Directive 1: Collect every line of the rows that contains the string "silver". Matching is case-sensitive.

Article:
━━━━━━━━━━━━━━━━
In terms of your comments with respect to international cooperation, if part of the offence is being committed in Canada and part of it's in the United States or Europe or another place, it will be welcome because we'll be able to take action against those individuals who are part of this, just as they will, rather than the present situation, where many times the police have to throw up their hands because the present Criminal Code doesn't cover those provisions.
So you're right, it's a comprehensive approach to a very specific issue, and it will be most welcome.
I would be glad to, Mr. Dykstra, and you being a member from the Niagara area, with four border crossings, are particularly attuned to all issues in terms of identity documents and passports in light of the western hemisphere initiative south of the border.
That being said, Canada, unlike the United States, Britain, and a number of countries, has continued for many years to issue passports for a period of five years. It creates a number of challenges. It creates a number of opportunities. By having passports that will expire fairly quickly, it allows the government to get new technology into the system a little quicker than if they had to wait 10 years to get rid of an older passport. So that indeed is what the government has done.
With the five-year passport, while there were some advantages in the sense of the technology changes, it was challenging for some individuals. It takes you a while to get the passport issued. You really don't have it for five years; it's four years plus. Even in my own constituency of Niagara Falls, I've had a number of senior citizens who have indicated to me that they'd like to have had that for 10 years. They're away; they're travelling, and to be constantly having to update it presents some challenges to them.
━━━━━━━━━━━━━━━━
Data for this task:
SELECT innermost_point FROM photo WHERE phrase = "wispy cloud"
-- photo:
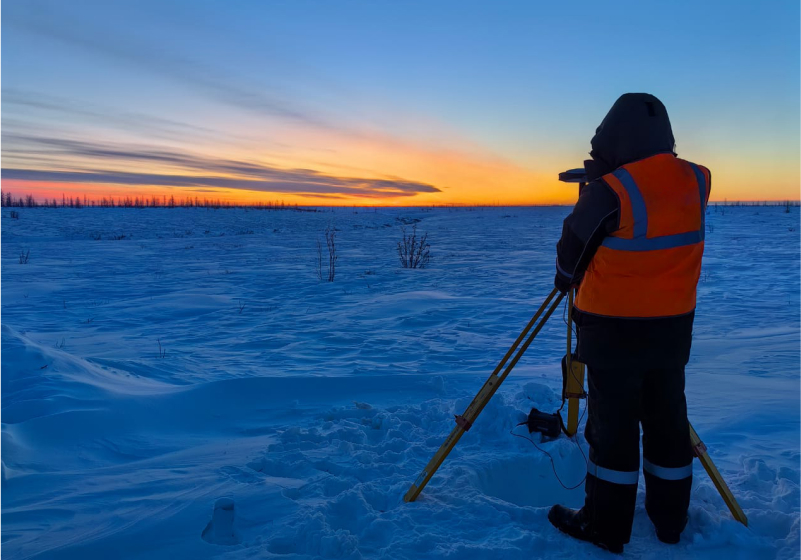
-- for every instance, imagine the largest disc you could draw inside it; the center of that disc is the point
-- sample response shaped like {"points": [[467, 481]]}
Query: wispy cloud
{"points": [[236, 174], [215, 83], [303, 182], [95, 163]]}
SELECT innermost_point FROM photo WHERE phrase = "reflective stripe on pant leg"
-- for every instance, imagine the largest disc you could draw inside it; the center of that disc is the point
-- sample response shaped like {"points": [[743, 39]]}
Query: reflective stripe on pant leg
{"points": [[613, 476], [666, 473]]}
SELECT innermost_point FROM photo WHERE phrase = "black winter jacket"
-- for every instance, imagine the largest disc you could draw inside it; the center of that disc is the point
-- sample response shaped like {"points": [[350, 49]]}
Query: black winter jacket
{"points": [[636, 127]]}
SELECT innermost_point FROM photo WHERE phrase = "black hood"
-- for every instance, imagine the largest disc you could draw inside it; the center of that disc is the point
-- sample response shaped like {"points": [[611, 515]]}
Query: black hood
{"points": [[637, 126]]}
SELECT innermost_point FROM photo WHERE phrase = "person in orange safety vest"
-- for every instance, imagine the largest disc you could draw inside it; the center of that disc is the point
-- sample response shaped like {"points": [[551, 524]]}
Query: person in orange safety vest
{"points": [[632, 246]]}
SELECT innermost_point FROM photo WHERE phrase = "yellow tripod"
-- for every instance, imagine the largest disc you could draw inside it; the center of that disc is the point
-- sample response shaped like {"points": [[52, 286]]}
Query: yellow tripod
{"points": [[573, 391]]}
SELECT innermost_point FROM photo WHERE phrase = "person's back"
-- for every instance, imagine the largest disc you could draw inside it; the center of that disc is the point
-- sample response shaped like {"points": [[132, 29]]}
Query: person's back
{"points": [[633, 246]]}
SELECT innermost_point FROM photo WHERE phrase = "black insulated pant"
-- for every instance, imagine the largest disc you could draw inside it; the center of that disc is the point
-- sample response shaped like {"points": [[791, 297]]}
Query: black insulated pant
{"points": [[619, 400]]}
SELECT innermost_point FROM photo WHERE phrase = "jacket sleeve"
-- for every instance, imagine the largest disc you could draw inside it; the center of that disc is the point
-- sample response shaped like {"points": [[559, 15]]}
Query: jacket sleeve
{"points": [[595, 215]]}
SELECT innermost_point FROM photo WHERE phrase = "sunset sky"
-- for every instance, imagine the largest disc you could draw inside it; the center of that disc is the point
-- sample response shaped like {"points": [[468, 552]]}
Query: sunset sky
{"points": [[391, 103]]}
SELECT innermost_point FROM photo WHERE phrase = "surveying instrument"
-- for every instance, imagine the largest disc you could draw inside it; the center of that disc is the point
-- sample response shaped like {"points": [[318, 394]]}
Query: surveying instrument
{"points": [[551, 425]]}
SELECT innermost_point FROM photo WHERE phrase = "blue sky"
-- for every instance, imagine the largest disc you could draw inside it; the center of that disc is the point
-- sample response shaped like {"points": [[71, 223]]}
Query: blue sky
{"points": [[480, 101]]}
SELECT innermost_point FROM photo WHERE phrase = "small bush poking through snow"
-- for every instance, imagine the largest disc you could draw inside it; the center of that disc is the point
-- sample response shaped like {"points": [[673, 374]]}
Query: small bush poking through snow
{"points": [[332, 254], [413, 251]]}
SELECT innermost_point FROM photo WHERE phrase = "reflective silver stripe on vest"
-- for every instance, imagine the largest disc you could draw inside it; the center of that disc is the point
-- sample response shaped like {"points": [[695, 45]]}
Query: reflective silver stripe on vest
{"points": [[665, 473], [641, 242], [609, 475], [701, 179], [638, 211]]}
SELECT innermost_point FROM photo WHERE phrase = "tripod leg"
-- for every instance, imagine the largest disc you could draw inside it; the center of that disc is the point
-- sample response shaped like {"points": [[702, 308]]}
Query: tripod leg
{"points": [[700, 451], [465, 421]]}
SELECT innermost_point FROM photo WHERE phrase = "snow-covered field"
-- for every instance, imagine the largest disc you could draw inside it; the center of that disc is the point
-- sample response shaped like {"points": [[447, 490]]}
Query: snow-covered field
{"points": [[155, 361]]}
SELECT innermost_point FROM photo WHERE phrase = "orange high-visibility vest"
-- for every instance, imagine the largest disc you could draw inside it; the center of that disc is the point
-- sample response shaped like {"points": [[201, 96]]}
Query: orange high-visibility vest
{"points": [[650, 266]]}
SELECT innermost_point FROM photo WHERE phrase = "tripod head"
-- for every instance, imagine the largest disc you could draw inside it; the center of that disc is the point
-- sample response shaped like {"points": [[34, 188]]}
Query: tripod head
{"points": [[577, 175]]}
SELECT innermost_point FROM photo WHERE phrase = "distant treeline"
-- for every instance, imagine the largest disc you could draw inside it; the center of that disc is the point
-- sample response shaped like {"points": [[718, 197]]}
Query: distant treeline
{"points": [[28, 201]]}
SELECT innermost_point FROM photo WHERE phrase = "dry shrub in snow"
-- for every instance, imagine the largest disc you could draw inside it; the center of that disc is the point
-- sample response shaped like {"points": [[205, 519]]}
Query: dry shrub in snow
{"points": [[332, 254], [413, 251]]}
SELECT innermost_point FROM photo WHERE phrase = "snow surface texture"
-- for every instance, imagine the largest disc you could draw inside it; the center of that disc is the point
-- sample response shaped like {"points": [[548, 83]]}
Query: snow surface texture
{"points": [[179, 384]]}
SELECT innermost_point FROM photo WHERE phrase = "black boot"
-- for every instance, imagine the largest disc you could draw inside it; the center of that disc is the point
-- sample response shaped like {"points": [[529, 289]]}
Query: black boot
{"points": [[574, 523]]}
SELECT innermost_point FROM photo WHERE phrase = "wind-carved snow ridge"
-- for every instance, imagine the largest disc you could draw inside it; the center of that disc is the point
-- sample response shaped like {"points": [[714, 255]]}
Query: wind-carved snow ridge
{"points": [[199, 362]]}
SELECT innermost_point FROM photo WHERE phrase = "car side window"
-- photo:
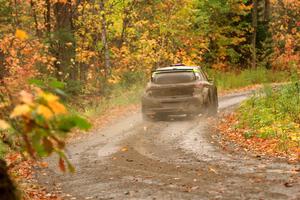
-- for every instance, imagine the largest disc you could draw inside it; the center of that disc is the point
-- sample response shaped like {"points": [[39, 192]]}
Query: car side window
{"points": [[204, 76], [199, 76]]}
━━━━━━━━━━━━━━━━
Directive 2: Continue the passage on Canadian passports from the point where it stops.

Exercise response 1:
SELECT innermost_point FROM photo WHERE phrase = "reflective silver stripe on vest"
Query: reflective silver stripe on vest

Exercise response 2:
That being said, this is a security measure, and you'll see that the provisions recently announced in Parliament make specific reference to increasing the security provisions of those passports. That goes hand in hand with increasing the period of time from five years to 10 years. I'm sure you advise your constituents, as we all do, that whether we like it or not, this is becoming an important document that people have to have. People who travel by planes know this, but increasingly now those who cross international borders by car are coming to the realization that they have to have this. This has been something that's been in process for quite some time, and it's an important document.
There are specific provisions within this legislation that I was very pleased to have in it. There are different provisions that call upon you to come up with an explanation for what you're doing with other people's passports or other government-issued documentation. And why shouldn't the onus be on you? We're careful. In fact, in the example I gave in my opening remarks, I said, as we all have done, a parent might be handling three or four or five passports if they have all their children with them. Well, they have a legitimate reason to be crossing an international border with a number of passports in their possession because of course they have their family with them. But quite apart from something obvious like that, we do want to put an onus on you to explain what you're doing with government-issued identification. So as I say, there are slightly different provisions and tests with respect to government documentation than with other information. But I think that is as it should be.
So I appreciate your comments and your question on that. I hope my comments underscore how important that document is for a number of reasons.
I'd be pleased to do that. I didn't want to take up Mr. Bagnell's time because he had other issues.
A lawyer friend of mine suggested that when people get calls about anything they're uncomfortable with, just say, “No, thank you, I'm not interested.” You never deviate from the script. No matter what the person says to you afterward, you say, “No, thank you, I'm not interested.”
My experience is that about 80% to 90% of people give up after you've said the same thing twice, and almost 100% of them give up after you've said it the third time.
I used to give them a little card and say put this beside your telephone, and if somebody calls you and you're uncomfortable talking about it on the phone, you keep repeating the same lines: “No, thank you, I'm not interested. No, thank you, I'm not interested.” And that's good enough.
That's the suggestion I always make to people, Mr. Moore.
People are entitled to make their own decisions about where they spend their money or what information they give. They should never be put in a position where they're uncomfortable or compromised.
We, in this country, are very, very polite. We don't want to cut people off who are intruding, in many cases, into personal information. I encourage people to say the same thing over again, and that generally works.
Thank you, Mr. Chair, and I certainly appreciate the insights we've had here.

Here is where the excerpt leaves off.